## What is asked
A. In the forum post about browsing the web from an old Mac, what bit depth does the writer propose for the XWindows setup on the Linux machine?
B. Render this sentence from the forum post about browsing the web from an old Mac into Spanish: "When I'm a bit closer to completion I'll open source it on GitHub and you can all dive in."
C. Resume the forum post about browsing the web from an old Mac, starting after its final sentence.
## Start Reading passage
HTTP is trickier. I can deal with stripping the S off - and I'm pondering ditching the CSS, or causing the mobile version to be requested (but I fear this will still be too slow / incompatible with old browsers). The other option is to have an XWindows setup on the Linux machine which runs in 1 or 4 bitdepth (so as to avoid mucking up the Mac colour palette, and to keep transfer speeds fast) and connect to a browser on the Linux machine using MacX (or similar). There are options - and I'd welcome any thoughts that you might have.

When I'm a bit closer to completion I'll open source it on GitHub and you can all dive in.

 

VMSZealot

Well-known member
@techknight

I forgot to say, I like your idea. Presumably the custom browser on the Mac would send the required page to the Linux machine using a nice free port, the Linux machine would then, XWindows style, send the page description back for display. Any mouse click coordinates / text entry in the browser window would be sent to the Linux machine for handling.

I wonder if it'd be possible to reuse any of the XWindows code to achieve this?
## End Reading passage
## Start Data rows
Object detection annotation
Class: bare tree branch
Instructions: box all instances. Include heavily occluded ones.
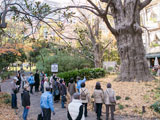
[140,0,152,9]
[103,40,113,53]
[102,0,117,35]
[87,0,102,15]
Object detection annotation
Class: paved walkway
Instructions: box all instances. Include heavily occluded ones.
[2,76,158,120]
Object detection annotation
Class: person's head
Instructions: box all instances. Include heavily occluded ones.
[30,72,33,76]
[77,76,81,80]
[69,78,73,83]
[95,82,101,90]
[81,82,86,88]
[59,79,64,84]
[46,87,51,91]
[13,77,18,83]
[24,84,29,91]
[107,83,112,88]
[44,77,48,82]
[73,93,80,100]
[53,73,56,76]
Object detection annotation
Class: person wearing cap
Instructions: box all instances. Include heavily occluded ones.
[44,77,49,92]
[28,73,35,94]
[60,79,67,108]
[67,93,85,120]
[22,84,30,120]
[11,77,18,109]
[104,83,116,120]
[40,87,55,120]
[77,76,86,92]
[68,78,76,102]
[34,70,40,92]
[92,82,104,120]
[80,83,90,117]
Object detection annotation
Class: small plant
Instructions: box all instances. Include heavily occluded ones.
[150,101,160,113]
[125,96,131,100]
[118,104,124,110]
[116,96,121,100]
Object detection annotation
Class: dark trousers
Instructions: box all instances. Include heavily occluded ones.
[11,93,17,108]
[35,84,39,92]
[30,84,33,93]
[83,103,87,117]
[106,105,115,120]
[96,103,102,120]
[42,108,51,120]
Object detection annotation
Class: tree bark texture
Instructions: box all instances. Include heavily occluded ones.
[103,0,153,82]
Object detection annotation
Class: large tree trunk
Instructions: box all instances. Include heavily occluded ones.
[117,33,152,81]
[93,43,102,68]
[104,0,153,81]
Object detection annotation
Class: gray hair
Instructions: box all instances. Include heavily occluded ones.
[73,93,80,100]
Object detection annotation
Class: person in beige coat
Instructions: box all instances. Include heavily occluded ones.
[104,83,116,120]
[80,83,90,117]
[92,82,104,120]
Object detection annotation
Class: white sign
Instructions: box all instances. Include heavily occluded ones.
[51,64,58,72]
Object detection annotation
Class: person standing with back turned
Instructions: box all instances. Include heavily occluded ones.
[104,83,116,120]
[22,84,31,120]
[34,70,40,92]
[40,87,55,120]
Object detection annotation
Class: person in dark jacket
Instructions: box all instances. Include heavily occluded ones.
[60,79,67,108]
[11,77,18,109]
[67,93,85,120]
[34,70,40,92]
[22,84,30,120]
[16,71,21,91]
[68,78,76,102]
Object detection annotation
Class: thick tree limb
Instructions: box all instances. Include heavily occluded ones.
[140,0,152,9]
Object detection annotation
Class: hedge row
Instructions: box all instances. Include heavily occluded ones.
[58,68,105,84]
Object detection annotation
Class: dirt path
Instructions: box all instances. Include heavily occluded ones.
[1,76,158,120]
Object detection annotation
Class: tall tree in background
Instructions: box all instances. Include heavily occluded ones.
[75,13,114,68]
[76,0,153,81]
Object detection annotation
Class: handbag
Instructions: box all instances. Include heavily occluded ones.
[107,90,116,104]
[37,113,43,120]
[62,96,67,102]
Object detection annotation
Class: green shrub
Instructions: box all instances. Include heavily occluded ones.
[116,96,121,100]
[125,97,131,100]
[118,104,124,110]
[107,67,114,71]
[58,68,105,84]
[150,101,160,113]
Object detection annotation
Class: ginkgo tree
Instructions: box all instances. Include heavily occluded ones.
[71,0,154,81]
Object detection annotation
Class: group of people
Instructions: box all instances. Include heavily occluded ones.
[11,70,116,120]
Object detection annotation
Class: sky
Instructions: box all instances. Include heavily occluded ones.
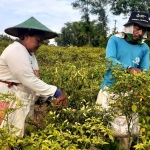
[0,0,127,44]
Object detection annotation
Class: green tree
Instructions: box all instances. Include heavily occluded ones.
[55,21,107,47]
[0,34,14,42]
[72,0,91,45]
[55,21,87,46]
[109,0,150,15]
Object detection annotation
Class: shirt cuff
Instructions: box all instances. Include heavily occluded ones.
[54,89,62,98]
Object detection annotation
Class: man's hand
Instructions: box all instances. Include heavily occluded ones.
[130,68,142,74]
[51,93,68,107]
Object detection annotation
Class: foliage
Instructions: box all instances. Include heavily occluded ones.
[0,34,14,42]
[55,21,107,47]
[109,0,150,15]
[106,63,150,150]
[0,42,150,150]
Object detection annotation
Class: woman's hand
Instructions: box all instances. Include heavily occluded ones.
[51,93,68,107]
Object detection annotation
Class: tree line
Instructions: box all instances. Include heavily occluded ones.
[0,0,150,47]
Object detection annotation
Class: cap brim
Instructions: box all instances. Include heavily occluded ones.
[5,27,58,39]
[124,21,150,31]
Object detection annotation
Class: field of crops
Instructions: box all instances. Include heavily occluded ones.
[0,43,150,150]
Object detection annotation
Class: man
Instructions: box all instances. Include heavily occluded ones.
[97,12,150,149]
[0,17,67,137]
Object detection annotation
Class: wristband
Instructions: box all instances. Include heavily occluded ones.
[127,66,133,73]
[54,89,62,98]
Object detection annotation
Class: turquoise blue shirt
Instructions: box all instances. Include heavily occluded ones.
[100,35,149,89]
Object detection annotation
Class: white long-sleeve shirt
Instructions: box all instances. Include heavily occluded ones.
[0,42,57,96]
## End Data rows
## Responses in order
A. 1 or 4 bit depth.

B. Cuando esté un poco más cerca de terminarlo, lo publicaré como código abierto en GitHub y todos podrán meterse de lleno.

C.
techknight

Well-known member
Probably. especially if you have an active UDP link just to push framebuffer/pixel data. or even XWindowing data. 

 

VMSZealot

Well-known member
I don't really want to push pixel data - that'd be like VNC and terribly slow.  Doing something XWindowsy would be faster - but I can see it quickly developing into an utter ball ache.  I think that, initially at least, I'll try to go down the road of wrapping / unwrapping the ssl and altering the css.  In fact, perhaps the best route would be to create a new browser based on links and just load the images (which links clearly doesn't do).  Options, options.

Thinking about it, the linux box might also take any image data coming over and change it from whatever fancy massive bit depth and resolution that it has down to something more appropriate for an old computer.  4bit, low res.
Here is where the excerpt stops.